# start of RECORDS FOR THIS TASK

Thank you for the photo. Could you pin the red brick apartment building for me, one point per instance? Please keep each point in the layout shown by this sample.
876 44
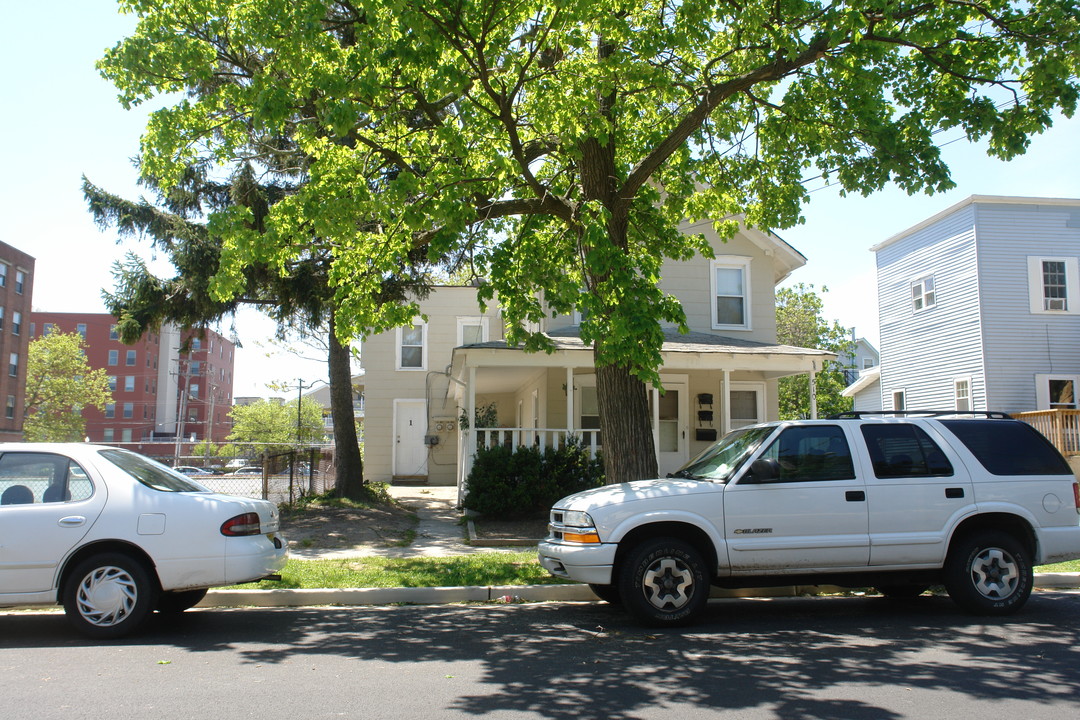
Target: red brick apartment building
158 391
16 290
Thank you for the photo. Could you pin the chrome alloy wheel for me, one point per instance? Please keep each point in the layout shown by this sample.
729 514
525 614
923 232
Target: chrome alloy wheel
667 583
995 573
106 596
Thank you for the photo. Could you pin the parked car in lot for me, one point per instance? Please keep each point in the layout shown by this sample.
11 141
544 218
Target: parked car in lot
112 535
896 503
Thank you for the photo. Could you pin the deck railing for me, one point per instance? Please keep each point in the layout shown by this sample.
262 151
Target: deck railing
1061 426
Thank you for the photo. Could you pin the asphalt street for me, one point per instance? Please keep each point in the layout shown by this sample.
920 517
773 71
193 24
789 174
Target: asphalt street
782 657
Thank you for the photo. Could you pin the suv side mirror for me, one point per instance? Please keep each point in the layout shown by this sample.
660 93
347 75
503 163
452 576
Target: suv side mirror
763 470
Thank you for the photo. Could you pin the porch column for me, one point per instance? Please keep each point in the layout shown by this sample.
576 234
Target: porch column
726 404
569 402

# end of RECORDS FOR THIS TASK

Convert all of the lines above into a JSON list of strings, with one string for each line and blank lines skipped. Leave the pictures out.

[
  "Thank you for the photo. Could you pin the red brick apartment building for me, one point per instance? Please keep each point in the layout shown by this sample.",
  "876 44",
  "Target: red brick apartment building",
  "158 391",
  "16 290",
  "Thank you for the photo. Could you pin the chrome alloy wheel for me, one point per instance? Please keep each point in the layout shown by this sample.",
  "729 514",
  "525 614",
  "923 232",
  "Target: chrome alloy wheel",
  "667 583",
  "995 573",
  "106 596",
  "Thank you for the photo. Could you pin the parked car in lot for me, one point per instance? Please keep each point in the layout shown by this sample.",
  "11 141",
  "544 218",
  "Target: parked car in lot",
  "112 535",
  "896 503",
  "Thank you for the photo. Could you pin the deck railing for me, one point per instance? Please keep each point in the layout shown by this sample.",
  "262 151",
  "Target: deck railing",
  "1061 426",
  "Thank you for the photo. Could you pin the asphalt street for me, one point per instance? Please keep each point in the layout shown by this sample.",
  "920 517",
  "773 71",
  "193 24",
  "789 174",
  "Target: asphalt street",
  "782 657",
  "Thank you for the photo. Could you pin the suv side mirror for me, one point per instance? Please keep each point in the layout shown by this sample.",
  "660 93",
  "347 75",
  "503 163",
  "452 576",
  "Target: suv side mirror",
  "763 470",
  "Thank you for the photo. Could you pin the porch column for me, one point per instance? Please keep each point in the layout shown by this sample.",
  "576 234",
  "Target: porch column",
  "726 404",
  "569 402"
]